DOCUMENT EXCERPT:
########

Oh, the Russell quote is wonderful, Stan! Thank you for posting it. I'd not seen this before, and there are layers of beauty in it. "Be it ours to shed sunshine on their path, to lighten their sorrows by the balm of sympathy, to give them the pure joy of a never-tiring affection, to strengthen failing courage, to instill faith in hours of despair." What a wonderful reminder that we don't need to fret about our place in a universe of trillions of miles because we can do so much here to make one other life better.
These fine thoughts I am reading after having just watched "My Name is Pauli Murray". We celebrate heroes in the moment, but we don't often see the heroines right in front of us. This documentary, much of which is her oral memoir, speaks out for our times.
I am so touched by that quote from Bertrand Russel. Thank you for sharing it!
My late first husband, Paul Beattie, was a humanist Unitarian-Universalist minister and frequently used that Russell quote in his memorial services. I think it's a beautiful statement of the quandry we humans face in life and the challenge it presents for us. Thank you so much, Stan for posting it.
Hi Lucinda - I'm happy I ran across it so I could share it. Russell was a hero in my younger years, both for his mathematics / philosophy and his pacifism. It's been 40 years since I'd read him until I serendipitously ran across him again a couple of weeks ago.
Oh my goodness. So beautiful. I read and reread.
Thank you for this Stan.
👏🏻For your audience I’ll share some beneficial insights. Let’s converse +15754590814 ❤️
Thank you for adding this perspective!
The James Webb Space Telescope is the technological marvel of our lifetimes. I'm so proud that our country, via NASA, produced this marvel that will discover and solve so many mysteries.
Laurie, thank you!

########

RECORDS SUPPLIED:
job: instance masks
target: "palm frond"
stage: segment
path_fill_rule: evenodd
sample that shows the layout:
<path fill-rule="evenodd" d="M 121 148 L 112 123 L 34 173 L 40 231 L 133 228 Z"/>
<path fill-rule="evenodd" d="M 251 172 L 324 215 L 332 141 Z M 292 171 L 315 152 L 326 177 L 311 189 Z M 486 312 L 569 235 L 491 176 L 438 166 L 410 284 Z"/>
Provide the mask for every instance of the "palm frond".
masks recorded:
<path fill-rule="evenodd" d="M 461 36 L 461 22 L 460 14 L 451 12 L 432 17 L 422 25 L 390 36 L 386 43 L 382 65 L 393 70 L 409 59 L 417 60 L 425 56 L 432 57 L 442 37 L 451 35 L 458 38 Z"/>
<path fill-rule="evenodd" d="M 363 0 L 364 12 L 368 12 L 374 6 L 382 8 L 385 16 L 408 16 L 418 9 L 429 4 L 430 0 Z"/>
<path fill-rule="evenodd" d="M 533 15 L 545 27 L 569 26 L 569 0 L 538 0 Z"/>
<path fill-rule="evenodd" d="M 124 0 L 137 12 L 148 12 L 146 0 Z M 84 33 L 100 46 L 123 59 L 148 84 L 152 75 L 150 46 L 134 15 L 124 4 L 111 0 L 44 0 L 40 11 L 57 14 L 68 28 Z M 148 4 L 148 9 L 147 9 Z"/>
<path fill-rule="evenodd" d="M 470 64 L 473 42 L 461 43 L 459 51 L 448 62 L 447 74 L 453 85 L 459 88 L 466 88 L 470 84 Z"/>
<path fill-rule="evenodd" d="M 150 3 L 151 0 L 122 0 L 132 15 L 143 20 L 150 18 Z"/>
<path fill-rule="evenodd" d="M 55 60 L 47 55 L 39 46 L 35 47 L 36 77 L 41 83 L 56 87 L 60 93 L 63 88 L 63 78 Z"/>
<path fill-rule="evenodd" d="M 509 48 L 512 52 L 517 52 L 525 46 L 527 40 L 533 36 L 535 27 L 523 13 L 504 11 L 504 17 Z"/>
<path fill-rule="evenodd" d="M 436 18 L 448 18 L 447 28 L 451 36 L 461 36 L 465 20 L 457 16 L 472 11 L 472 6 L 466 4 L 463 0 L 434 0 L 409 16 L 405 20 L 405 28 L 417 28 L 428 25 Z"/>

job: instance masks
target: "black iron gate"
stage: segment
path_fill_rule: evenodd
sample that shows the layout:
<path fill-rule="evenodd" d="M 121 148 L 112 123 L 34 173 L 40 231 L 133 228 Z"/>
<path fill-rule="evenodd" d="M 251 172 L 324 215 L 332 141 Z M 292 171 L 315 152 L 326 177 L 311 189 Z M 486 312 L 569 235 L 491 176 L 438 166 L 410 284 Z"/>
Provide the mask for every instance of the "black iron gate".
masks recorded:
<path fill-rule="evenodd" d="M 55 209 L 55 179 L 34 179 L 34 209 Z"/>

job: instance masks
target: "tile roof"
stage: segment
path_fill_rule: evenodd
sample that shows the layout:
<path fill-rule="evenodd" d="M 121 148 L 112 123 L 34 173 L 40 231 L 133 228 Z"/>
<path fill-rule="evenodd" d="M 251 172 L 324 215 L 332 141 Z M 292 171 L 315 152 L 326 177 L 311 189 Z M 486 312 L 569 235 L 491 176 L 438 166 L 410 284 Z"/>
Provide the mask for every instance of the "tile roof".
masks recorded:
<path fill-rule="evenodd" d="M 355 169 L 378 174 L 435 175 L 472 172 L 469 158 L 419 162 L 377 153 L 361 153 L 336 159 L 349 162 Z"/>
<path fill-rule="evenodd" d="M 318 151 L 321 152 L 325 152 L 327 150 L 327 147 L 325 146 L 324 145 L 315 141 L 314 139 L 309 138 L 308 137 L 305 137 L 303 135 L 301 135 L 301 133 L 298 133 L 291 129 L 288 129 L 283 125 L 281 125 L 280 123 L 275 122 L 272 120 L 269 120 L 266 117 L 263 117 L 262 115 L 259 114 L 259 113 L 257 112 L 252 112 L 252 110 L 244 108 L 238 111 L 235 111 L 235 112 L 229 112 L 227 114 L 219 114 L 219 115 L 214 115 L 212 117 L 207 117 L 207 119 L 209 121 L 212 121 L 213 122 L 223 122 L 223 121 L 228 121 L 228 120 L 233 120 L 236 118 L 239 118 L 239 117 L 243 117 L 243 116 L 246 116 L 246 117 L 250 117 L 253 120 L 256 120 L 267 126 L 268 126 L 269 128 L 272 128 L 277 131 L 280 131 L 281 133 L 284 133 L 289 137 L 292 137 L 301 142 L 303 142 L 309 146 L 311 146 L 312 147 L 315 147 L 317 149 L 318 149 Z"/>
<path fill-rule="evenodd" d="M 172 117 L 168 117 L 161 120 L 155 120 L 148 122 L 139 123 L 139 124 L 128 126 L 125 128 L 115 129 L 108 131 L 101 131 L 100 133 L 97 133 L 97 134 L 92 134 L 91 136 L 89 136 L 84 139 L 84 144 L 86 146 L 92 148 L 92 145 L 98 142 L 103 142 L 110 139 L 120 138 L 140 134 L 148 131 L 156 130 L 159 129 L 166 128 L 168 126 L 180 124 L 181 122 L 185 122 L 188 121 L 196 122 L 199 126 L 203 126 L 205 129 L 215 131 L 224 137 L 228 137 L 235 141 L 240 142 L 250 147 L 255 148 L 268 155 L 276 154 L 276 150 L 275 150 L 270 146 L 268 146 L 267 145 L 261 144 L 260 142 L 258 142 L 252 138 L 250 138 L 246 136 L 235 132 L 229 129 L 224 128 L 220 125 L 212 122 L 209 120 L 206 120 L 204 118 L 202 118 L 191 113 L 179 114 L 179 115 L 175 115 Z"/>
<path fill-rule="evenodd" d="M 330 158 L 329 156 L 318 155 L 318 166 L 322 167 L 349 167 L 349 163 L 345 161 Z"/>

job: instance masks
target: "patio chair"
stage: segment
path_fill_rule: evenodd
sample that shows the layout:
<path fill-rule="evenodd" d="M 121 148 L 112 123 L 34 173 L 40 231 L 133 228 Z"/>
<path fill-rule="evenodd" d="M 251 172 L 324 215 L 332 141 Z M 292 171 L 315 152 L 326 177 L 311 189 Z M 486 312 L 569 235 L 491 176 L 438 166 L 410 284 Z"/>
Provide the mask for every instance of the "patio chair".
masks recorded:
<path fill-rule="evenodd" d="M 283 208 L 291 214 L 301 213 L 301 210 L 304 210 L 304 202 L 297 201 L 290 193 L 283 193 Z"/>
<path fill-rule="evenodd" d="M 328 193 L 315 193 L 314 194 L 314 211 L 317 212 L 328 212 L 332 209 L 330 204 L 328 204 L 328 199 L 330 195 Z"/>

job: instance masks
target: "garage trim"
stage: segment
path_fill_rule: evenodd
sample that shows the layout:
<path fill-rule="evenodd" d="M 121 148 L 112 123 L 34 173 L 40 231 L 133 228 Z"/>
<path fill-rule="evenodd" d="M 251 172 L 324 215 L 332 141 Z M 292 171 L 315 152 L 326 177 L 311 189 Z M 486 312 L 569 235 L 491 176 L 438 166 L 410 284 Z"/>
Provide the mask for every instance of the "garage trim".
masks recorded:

########

APPLY WHAT YOU READ:
1) Please duplicate the passage of the comment thread on the Bertrand Russell quote starting at "Oh my goodness." and ending at "adding this perspective!", with no changes.
2) Finish out the next part of the comment thread on the Bertrand Russell quote, picking up after its last comment.

EXERCISE ANSWERS:
1)
Oh my goodness. So beautiful. I read and reread.
Thank you for this Stan.
👏🏻For your audience I’ll share some beneficial insights. Let’s converse +15754590814 ❤️
Thank you for adding this perspective!

2)
When one considers where most of us would have said we thought things were at 365 days ago, and where we think they are at tonight, I think that answers the question, does taking action have any consequence? A whole lot of people listened to "those who know these things" and their predictions of what was going to happen and what people were going to do as a result and said "Nope! Not even!" And went out and worked their assets off, and virtually nothing that "everyone" knew was going to happen and what it would mean went on to happen. Who ever thought Kansas - Kansas! - would vote to keep their constitution pro-choice? Who ever thought that Michigan would flip completely to Democratic control for the first time in 40+ years? The "red tsunami" turned out to not even be a rain puddle.
None of those things "just happened." They happened because a whole lot of us said "I'm mad as hell, and I'm not going to take it anymore!"
Hurrah for us.
Thank you for this video link. I had not seen it before. It is wonderful
I really like the big picture that your timeline conveys. I am struggling to be proud to be an American. I’m incredibly grateful as a baby boomer to have grown up with leaders having just defeated Nazism and Imperialism and bestowing values of integrity for us. And women who were another level of independent because they had to do everything while the men were away.
A total fun aside here is in my own family, brothers of one family married sisters of another so those families were double cousins. While those dads were away at war, my aunts and the 2 kids each family moved in together. One went to work and the other took care of the 4 kids. They became a very resilient family unit and lucky that both dads eventually returned, albeit one with a serious arm injury.
Back to being proud to be an American. During my lifetime I saw civil rights much improved, the end of Jim Crow laws, women’s rights start to take off. This greatly impacted me by being the first generation with birth control and ability to achieve as we chose, subject to the social limits, which moved in the right direction. I, myself, broke several glass ceilings at work by being the first woman allowed in the computer room and then various leadership positions.
I’m ashamed to see our progress crash so badly. I’m sadder yet to see the impacts on people of color, Jews, and gays. I want to get back on track of progress of civil rights and truly find ways for all people to live up to their potential. Oh, and I want to live in a country that values its children more than its guns.
I prefer to see progress as uneven - not crashing. There have always been fascists and haters. There will always be bigots. Recent events seem to suggest we are sliding backwards. I disagree. This year we responded with outrage and voted accordingly.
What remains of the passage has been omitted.